**Goal of the exercise**
Carry over every line of the material from the line with "Task: point out the blue table" up to and including its last line, adding 81 to each coordinate in the answers. Leave the pictures out.

**Data provided**
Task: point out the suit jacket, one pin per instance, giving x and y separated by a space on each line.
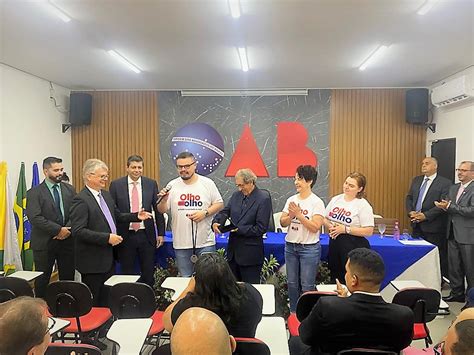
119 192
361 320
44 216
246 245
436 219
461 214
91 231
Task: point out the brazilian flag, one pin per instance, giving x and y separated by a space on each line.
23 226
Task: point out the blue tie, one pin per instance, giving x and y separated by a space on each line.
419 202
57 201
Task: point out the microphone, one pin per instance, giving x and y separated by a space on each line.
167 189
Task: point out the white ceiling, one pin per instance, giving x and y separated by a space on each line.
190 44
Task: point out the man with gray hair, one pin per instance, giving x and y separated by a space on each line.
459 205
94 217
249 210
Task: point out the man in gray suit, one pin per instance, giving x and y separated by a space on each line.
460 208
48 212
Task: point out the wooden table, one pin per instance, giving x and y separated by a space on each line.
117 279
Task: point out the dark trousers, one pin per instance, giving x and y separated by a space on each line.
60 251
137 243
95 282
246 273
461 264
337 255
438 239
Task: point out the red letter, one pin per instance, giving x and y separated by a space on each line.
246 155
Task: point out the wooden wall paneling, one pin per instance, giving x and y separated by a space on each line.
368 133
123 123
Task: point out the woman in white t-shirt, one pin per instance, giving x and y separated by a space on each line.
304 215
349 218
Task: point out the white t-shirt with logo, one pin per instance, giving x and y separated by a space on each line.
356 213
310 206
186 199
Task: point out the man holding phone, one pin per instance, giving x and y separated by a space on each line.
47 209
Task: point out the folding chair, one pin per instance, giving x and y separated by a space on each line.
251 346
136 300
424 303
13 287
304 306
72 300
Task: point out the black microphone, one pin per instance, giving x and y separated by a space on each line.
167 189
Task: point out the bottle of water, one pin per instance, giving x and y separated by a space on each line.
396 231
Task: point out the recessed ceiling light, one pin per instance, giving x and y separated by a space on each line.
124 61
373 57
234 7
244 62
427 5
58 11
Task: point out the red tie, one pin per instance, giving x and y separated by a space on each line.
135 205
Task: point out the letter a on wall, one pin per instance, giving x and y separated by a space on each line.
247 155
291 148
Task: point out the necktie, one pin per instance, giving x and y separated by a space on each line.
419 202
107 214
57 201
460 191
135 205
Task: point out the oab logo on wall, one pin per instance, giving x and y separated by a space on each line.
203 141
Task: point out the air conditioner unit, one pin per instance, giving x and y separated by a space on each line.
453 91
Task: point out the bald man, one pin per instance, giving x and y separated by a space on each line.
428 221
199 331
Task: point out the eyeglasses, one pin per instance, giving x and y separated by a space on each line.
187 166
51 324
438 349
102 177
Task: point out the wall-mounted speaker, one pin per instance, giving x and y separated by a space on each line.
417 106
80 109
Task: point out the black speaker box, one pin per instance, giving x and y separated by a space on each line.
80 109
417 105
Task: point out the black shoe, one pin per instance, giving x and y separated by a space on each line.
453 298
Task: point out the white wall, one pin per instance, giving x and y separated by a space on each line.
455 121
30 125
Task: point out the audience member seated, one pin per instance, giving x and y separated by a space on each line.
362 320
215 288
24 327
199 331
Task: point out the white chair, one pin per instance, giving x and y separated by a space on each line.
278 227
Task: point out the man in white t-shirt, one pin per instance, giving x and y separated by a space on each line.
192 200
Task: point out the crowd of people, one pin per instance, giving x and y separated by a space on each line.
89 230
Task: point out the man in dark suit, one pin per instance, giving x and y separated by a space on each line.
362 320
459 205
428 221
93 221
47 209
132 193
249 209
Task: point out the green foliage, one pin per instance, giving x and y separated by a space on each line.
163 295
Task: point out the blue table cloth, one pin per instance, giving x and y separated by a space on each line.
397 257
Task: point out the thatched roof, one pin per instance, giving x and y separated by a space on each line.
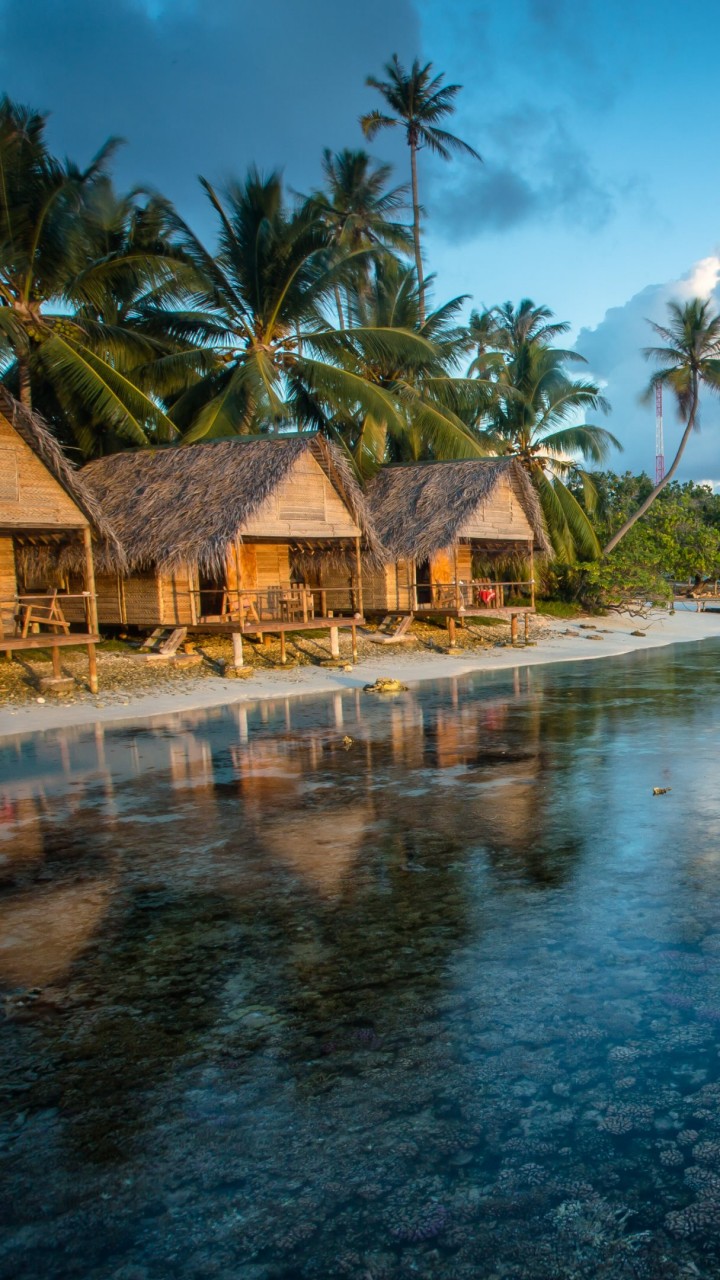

**Result below**
Task: point out the blue table cloth, one pin per instance, giving x and y separated by a space on each line.
478 338
Task: point out the thatched roof, one pin per instance, giving x and y separated by a space on each line.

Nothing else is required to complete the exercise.